ÜBUNGSAUFGABEN -
- A) Schreiben Sie aus dem Text über das Vertrauen am Trapez einen Abschnitt wortgetreu ab. Beginnen Sie bei den Worten „Er muss für“ und enden Sie nach „frage ich zurück.“.
- B) Führen Sie den Text über das Vertrauen des Trapezkünstlers in seinen Fänger im Anschluss an dessen letzten Satz fort.

TEXT ZUM LESEN -

++++

Junge auf dem Trampolin © K. Glas

Vertrauen

20.10.2009

Der Theologe Henri Nouwen erzählt über eine Begegnung mit Zirkus-Trapezkünstlern. Der Leiter der fliegenden Gruppe erklärt ihm:

 

„Als Luftspringer muss ich absolutes Vertrauen auf den haben, der mich auffängt. Sie und das Publikum halten vielleicht mich für den großen Star am Trapez, aber der wirkliche Star ist John, mein Fänger.

 

Er muss für mich im Bruchteil einer Sekunde parat sein und mich aus der Luft angeln, wenn ich im hohen Bogen auf ihn zufliege."
„Wie klappt das immer?", frage ich zurück.
„Nun, das Geheimnis besteht darin, dass der Flieger nichts tut und der Fänger alles! Wenn ich auf John zufliege, muss ich bloß meine Arme und Hände ausstrecken und darauf warten, dass er mich auffängt und sicher auf die Rampe zurücksetzt."

++++

DATENAUSZUG -
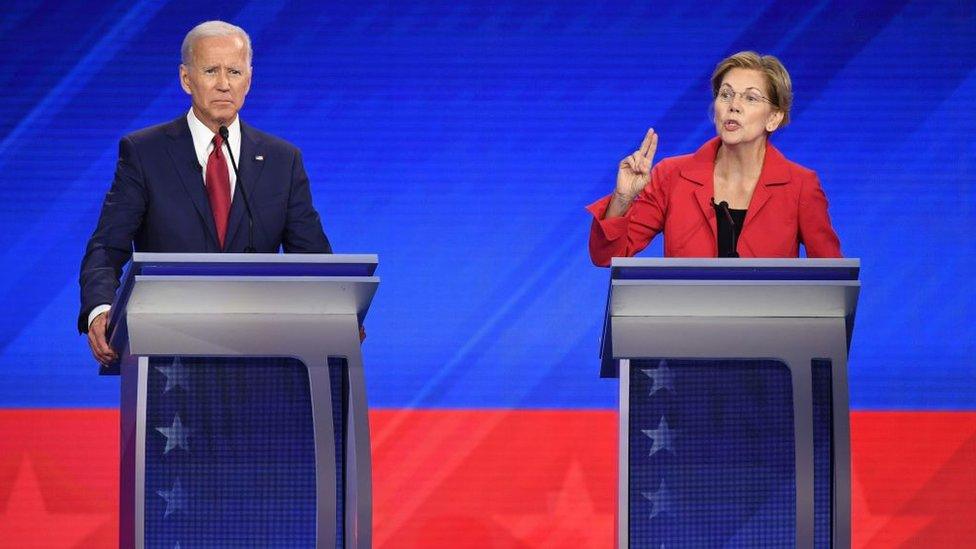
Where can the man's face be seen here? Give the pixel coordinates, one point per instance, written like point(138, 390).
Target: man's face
point(217, 79)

++++

ERGEBNISSE JE AUFGABE -
- A)
Er muss für mich im Bruchteil einer Sekunde parat sein und mich aus der Luft angeln, wenn ich im hohen Bogen auf ihn zufliege."
„Wie klappt das immer?", frage ich zurück.

- B)
„Und Sie tun dabei nichts!", erwiderte ich ziemlich überrascht.

 

„Nein, gar nichts," wiederholte er. „Das Schlimmste, was der Flieger tun kann, ist nach dem Fänger greifen zu wollen. Aber ich soll ja nicht John auffangen, sondern er mich. Würde ich nach Johns Handgelenken greifen, könnte ich sie brechen, oder er könnte die meinen brechen, und das wäre für uns beide das Aus! Ein Flieger soll nichts als fliegen, ein Fänger nichts als auffangen; und der Flieger muss mit ausgestreckten Armen völlig darauf vertrauen, dass sein Fänger im richtigen Augenblick nach ihm greift."

 

In: Henri J.M. Nouwen (1998), Die Gabe der Vollendung. Mit dem Sterben leben.
Freiburg: Herder.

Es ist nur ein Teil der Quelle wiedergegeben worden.